Work order: Each record below should be written out again exactly as given.

Record excerpts:
'''

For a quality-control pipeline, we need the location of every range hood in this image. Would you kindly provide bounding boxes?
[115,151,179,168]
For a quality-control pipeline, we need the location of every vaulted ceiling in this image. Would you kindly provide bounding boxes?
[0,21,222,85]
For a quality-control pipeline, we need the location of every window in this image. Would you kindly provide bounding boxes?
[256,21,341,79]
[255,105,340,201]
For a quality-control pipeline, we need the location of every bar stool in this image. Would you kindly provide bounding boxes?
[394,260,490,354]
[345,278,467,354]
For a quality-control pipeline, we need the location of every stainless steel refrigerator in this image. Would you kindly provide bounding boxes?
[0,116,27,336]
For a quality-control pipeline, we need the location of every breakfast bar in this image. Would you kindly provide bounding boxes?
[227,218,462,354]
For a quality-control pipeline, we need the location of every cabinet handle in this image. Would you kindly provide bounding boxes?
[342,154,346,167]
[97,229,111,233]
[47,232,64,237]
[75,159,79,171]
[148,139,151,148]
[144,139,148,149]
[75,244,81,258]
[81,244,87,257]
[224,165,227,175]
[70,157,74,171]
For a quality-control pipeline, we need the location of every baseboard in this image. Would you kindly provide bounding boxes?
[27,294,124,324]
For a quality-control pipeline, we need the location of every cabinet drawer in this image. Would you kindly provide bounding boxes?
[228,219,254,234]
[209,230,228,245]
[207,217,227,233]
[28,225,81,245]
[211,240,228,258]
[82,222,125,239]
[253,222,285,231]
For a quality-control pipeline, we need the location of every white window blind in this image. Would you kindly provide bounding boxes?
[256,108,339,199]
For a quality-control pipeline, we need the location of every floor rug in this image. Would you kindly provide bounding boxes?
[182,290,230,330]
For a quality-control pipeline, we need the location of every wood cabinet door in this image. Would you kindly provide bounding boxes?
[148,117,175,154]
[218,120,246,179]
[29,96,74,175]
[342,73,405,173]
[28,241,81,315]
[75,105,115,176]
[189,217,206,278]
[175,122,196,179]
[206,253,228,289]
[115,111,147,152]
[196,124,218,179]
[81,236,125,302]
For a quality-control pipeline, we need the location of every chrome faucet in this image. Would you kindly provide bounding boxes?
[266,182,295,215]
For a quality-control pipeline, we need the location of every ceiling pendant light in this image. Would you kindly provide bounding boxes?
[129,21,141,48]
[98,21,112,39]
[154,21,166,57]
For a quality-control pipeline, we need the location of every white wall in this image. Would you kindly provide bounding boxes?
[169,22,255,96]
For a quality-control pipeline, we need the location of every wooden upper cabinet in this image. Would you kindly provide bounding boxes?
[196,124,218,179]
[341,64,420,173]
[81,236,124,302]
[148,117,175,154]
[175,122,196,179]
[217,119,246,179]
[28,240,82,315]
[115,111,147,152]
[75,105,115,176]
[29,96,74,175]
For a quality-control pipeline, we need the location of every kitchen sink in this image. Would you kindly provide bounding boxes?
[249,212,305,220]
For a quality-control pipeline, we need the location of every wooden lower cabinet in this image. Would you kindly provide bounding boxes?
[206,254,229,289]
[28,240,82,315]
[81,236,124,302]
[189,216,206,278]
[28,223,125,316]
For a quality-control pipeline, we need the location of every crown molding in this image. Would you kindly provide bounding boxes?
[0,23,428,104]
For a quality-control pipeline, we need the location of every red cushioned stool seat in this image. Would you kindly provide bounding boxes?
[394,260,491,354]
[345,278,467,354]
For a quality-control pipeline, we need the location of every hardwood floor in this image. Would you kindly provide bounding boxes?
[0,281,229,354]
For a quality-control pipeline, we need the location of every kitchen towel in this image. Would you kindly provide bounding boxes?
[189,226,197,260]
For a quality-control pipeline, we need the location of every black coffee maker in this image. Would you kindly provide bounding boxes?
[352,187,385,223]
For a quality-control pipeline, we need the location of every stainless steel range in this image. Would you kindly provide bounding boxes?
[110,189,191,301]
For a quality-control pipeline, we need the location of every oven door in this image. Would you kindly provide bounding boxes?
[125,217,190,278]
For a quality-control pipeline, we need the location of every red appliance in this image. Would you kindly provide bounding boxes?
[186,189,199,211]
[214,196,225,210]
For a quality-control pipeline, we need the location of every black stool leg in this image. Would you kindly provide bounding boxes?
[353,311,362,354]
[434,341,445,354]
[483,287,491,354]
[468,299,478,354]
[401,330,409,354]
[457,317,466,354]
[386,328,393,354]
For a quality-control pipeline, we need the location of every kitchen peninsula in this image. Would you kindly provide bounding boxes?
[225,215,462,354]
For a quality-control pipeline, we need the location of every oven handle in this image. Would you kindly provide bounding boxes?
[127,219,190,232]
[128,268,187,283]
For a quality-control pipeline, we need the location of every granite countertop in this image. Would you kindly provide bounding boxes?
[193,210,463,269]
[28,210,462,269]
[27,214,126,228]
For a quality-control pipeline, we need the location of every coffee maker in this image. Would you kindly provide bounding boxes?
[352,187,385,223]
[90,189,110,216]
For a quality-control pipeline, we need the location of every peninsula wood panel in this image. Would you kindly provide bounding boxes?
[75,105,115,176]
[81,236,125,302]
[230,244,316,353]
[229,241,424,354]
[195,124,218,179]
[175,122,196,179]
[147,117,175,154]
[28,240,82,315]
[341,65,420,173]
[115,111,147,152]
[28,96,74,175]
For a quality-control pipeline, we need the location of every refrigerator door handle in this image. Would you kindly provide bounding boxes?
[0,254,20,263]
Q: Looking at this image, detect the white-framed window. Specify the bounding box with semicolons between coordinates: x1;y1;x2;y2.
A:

'''

Answer for the task:
For a quality-control pipeline, we need the location of every range hood in this image. Would you kindly provide bounding boxes?
[115,151,179,168]
For a quality-control pipeline, we need the location of every vaulted ceiling in this image. Would you kindly provide bounding boxes?
[0,21,222,85]
For a quality-control pipeline, we need the location of every window in this image. Would you kindly provide bounding boxes?
[256,21,341,79]
[255,105,340,201]
For a quality-control pipeline, we need the location of every bar stool in this image. Would you kindly provide bounding boxes?
[394,260,490,354]
[345,278,467,354]
For a quality-control pipeline, we need the location of every stainless steel refrigerator in this image. Would you kindly provide bounding boxes?
[0,116,27,336]
For a quality-control pipeline, we need the location of every breakfast bar in this image. Would you kindly provide bounding boxes?
[227,218,462,354]
For a quality-control pipeline, we need the location of every cabinet handle in this image. Would you kindly provide bounding boxes?
[342,154,346,167]
[97,229,111,233]
[47,232,64,237]
[75,159,79,171]
[148,139,151,148]
[144,139,148,149]
[75,244,81,258]
[81,244,87,257]
[224,165,227,175]
[70,157,74,171]
For a quality-control pipeline, we need the location of every baseboard in this image. Would you kindly provide bounding boxes?
[27,294,124,324]
For a quality-control pipeline, we need the location of every cabinet drawer in this image. Would you kindly provide bounding boxes?
[228,219,254,234]
[209,230,228,245]
[207,217,227,233]
[28,225,81,245]
[211,240,228,258]
[82,222,125,239]
[253,222,285,231]
For a quality-control pipeline, we need the location of every white window blind in this image. Would you kindly provide bounding boxes?
[256,108,339,199]
For a quality-control pipeline, we need the location of every floor rug in this image. Would you kindly provide bounding boxes?
[182,290,230,330]
For a quality-control pipeline, we need the location of every wood cabinet door in this image. Would you kindly provide bounding boxes?
[148,117,175,154]
[218,120,246,179]
[29,96,74,175]
[342,73,405,173]
[28,241,81,315]
[75,105,115,176]
[189,217,206,278]
[175,122,196,179]
[206,253,228,289]
[115,111,147,152]
[196,124,218,179]
[81,236,125,302]
For a quality-control pipeline, we need the location of every chrome faucet in this image. Would you kindly provide bounding boxes?
[266,182,295,215]
For a quality-control pipeline, we need the location of every ceiling pendant light in this image. Would you kindly provide bounding boxes?
[129,21,141,48]
[98,21,112,39]
[154,21,166,57]
For a quality-control pipeline, we need the location of every white wall in this image. Would you kindly provide bounding boxes?
[169,22,255,96]
For a quality-control pipeline, we need the location of every wooden upper cabinet in this image. Would you kindly provide bounding boxes?
[196,124,218,179]
[341,64,420,173]
[81,236,124,302]
[148,117,175,154]
[175,122,196,179]
[217,119,246,179]
[28,240,82,315]
[115,111,147,152]
[75,105,115,176]
[29,96,74,175]
For a quality-control pipeline, we need the location of every kitchen sink in this image. Would you kindly provide bounding boxes?
[249,212,305,220]
For a quality-control pipeline, we need the location of every wooden lower cabinet in this image. Would you kindly provide bounding boxes?
[206,254,229,289]
[28,240,82,315]
[81,236,124,302]
[189,216,206,278]
[28,223,125,316]
For a quality-control pipeline, we need the location of every crown molding in this image. Would you kindly provide bounding boxes?
[0,23,428,104]
For a quality-control pipeline, we need the location of every red cushioned stool seat in this image. Would you kindly provide bounding boxes?
[394,260,491,354]
[345,278,467,354]
For a quality-control pipeline, we need the location of every hardwood floor in this image. Would you kindly provide bounding boxes?
[0,281,229,354]
For a quality-control pipeline, we need the location of every kitchen towel in this image. Would you kindly provide bounding boxes?
[189,226,197,260]
For a quality-control pipeline, we need the location of every black coffee maker in this image. Would you kindly provide bounding boxes?
[352,187,385,223]
For a quality-control pipeline, we need the location of every stainless steel range in this image. Would you kindly provide bounding boxes?
[110,189,191,301]
For a quality-control pipeline, we need the location of every oven door in this image. Would you kindly provide bounding boxes?
[125,217,190,278]
For a quality-control pipeline, we need the location of every red appliance in this image. Would you kindly provide bounding boxes?
[186,189,199,211]
[214,196,225,210]
For a quality-control pipeline, we need the location of every black stool leg in this image. Would you kindly provide bounding boxes?
[353,311,362,354]
[434,341,445,354]
[483,287,491,354]
[468,299,478,354]
[401,330,409,354]
[457,317,466,354]
[386,328,393,354]
For a quality-control pipeline, we need the location of every kitchen peninsula in this image. Would you kindly provide bounding boxes?
[225,215,462,354]
For a quality-control pipeline, we need the location of every oven handle in this image. Would you kindly provide bounding boxes?
[127,219,190,232]
[128,268,187,283]
For a quality-control pipeline, we need the location of every granite countertop in this image. Would you kindly provide bounding boxes?
[193,210,463,269]
[28,210,462,269]
[27,214,126,228]
For a quality-control pipeline, we need the location of every coffee maker in this image. Would you kindly provide bounding boxes?
[352,187,385,223]
[90,189,110,216]
For a quality-control pipeline, we need the location of every peninsula wood panel in this image. Would you kindly provide bounding boxes?
[75,105,115,176]
[81,236,125,302]
[230,244,316,353]
[229,241,424,354]
[195,124,218,179]
[175,122,196,179]
[147,117,175,154]
[28,240,82,315]
[341,65,420,173]
[115,111,147,152]
[28,96,74,175]
For a quality-control pipeline, we need the location of every refrigerator door handle in this image. Would you kindly provide bounding boxes?
[0,254,20,263]
Q: Looking at this image, detect the white-framed window. Specify the bounding box with semicolons between coordinates: x1;y1;x2;y2.
A:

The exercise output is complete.